** Start Data **

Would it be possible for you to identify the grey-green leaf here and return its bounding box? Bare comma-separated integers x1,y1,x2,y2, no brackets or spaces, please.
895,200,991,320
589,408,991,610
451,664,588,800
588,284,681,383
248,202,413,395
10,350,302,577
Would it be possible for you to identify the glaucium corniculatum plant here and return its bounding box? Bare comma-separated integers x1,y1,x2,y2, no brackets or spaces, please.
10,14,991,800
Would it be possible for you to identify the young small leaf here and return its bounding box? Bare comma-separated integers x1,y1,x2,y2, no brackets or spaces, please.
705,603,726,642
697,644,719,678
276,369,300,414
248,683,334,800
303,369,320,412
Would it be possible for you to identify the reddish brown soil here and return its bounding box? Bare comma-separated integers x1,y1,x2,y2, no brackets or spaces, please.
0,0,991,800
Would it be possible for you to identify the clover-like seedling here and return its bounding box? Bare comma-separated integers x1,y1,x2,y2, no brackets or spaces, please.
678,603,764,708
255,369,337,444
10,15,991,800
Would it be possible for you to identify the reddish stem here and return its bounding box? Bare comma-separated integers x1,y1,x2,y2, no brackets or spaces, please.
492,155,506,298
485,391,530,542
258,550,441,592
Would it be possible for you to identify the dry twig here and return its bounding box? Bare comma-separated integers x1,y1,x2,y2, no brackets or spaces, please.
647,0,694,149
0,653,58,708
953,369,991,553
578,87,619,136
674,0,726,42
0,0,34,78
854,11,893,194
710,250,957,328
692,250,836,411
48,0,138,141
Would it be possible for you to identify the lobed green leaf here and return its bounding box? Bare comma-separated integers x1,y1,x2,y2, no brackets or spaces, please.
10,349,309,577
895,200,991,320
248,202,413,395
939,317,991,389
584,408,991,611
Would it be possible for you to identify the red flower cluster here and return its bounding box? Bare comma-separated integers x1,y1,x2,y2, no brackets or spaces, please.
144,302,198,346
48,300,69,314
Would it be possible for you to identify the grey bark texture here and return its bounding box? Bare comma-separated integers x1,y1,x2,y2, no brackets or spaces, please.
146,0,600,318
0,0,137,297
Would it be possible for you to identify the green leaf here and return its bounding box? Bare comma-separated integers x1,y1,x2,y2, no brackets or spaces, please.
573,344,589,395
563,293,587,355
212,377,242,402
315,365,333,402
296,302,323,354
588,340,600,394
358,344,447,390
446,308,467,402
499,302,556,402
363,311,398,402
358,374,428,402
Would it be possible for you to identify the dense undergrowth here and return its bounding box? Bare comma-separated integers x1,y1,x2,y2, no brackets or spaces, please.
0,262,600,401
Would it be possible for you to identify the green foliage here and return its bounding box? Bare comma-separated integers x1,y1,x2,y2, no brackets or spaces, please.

** End Data **

*Your task*:
Rewrite all the rows above as a numbered list, skipping any blank lines.

*Reply to the exercise*:
1. Would it be possible for you to identify the grey-green leaf here and return its bounding box? Bare comma-separated integers x1,y1,x2,y2, no brackets or spaces, please.
2. 895,200,991,320
3. 589,408,991,610
4. 451,664,588,800
5. 588,284,681,383
6. 248,202,413,395
7. 10,350,302,577
8. Would it be possible for you to identify the glaucium corniculatum plant here and return its bounding box? Bare comma-separated integers x1,y1,x2,y2, no brackets or spaces, please.
9. 10,14,991,800
10. Would it be possible for you to identify the young small leaf here and return its bounding box? Bare comma-separated integers x1,y1,x2,y2, no brackets or spaces, please.
11. 705,603,726,642
12. 697,644,719,678
13. 276,369,300,414
14. 248,683,334,800
15. 303,369,320,412
16. Would it be possible for you to identify the reddish brown soil here and return its bounding box? Bare comma-separated integers x1,y1,x2,y2, no brackets or spaces, please.
17. 0,0,991,800
18. Would it be possible for you to identify the clover-like seedling here and return its bounding box? Bare comma-separated integers x1,y1,x2,y2, no brackets or spaces, please.
19. 678,603,764,708
20. 255,369,337,444
21. 10,15,991,800
22. Would it be possible for you to identify the reddish stem here and return its bounding box? Bare comma-separated integers x1,y1,x2,y2, no brackets or spaces, please.
23. 492,155,506,298
24. 485,391,530,542
25. 258,550,441,592
26. Would it be possible for you to identify the dry twig here and return its bounding box? Bare comma-separated integers x1,y1,x2,y2, no brackets or spaces, please.
27. 647,0,694,149
28. 0,653,58,708
29. 953,369,991,553
30. 578,87,619,136
31. 674,0,726,42
32. 0,0,34,78
33. 854,11,893,194
34. 710,250,957,328
35. 692,250,836,411
36. 48,0,138,141
37. Would it be possible for you to identify the lobed green leaf here and return its bounding box? Bare comma-separated integers x1,y1,x2,y2, no brackets or spaces, please.
38. 10,349,309,577
39. 895,200,991,320
40. 248,202,413,395
41. 939,317,991,389
42. 584,408,991,611
43. Would it be possible for you to identify the red flower cluster here and return its bounding box? Bare comma-separated integers x1,y1,x2,y2, no brackets or spaces, please.
44. 144,302,198,346
45. 48,300,69,314
46. Would it be possible for you to identify the grey bark texture here and return its bounding box? Bare comma-separated integers x1,y1,x2,y2, no brackets or spaces, please.
47. 146,0,600,318
48. 0,0,137,297
49. Would it be possible for you to identify the green leaf here and return its bounding box? Bare comma-separated integers x1,y1,x2,y2, no brackets or spaces, please.
50. 573,344,589,395
51. 563,293,587,355
52. 212,377,242,402
53. 315,365,333,402
54. 296,302,323,354
55. 588,340,600,394
56. 358,344,447,390
57. 446,308,467,402
58. 499,302,556,402
59. 363,311,398,402
60. 358,374,428,402
61. Would it be possible for you to identify the dense undergrowth here and return its bounding box? Bare comma-separated integers x1,y1,x2,y2, no brackets or spaces, please.
62. 0,262,600,401
63. Would it be possible for you to identify the green foliage here and return its bounding box? Bare comma-separated integers x1,y1,x2,y2, no brackets or spaces, please.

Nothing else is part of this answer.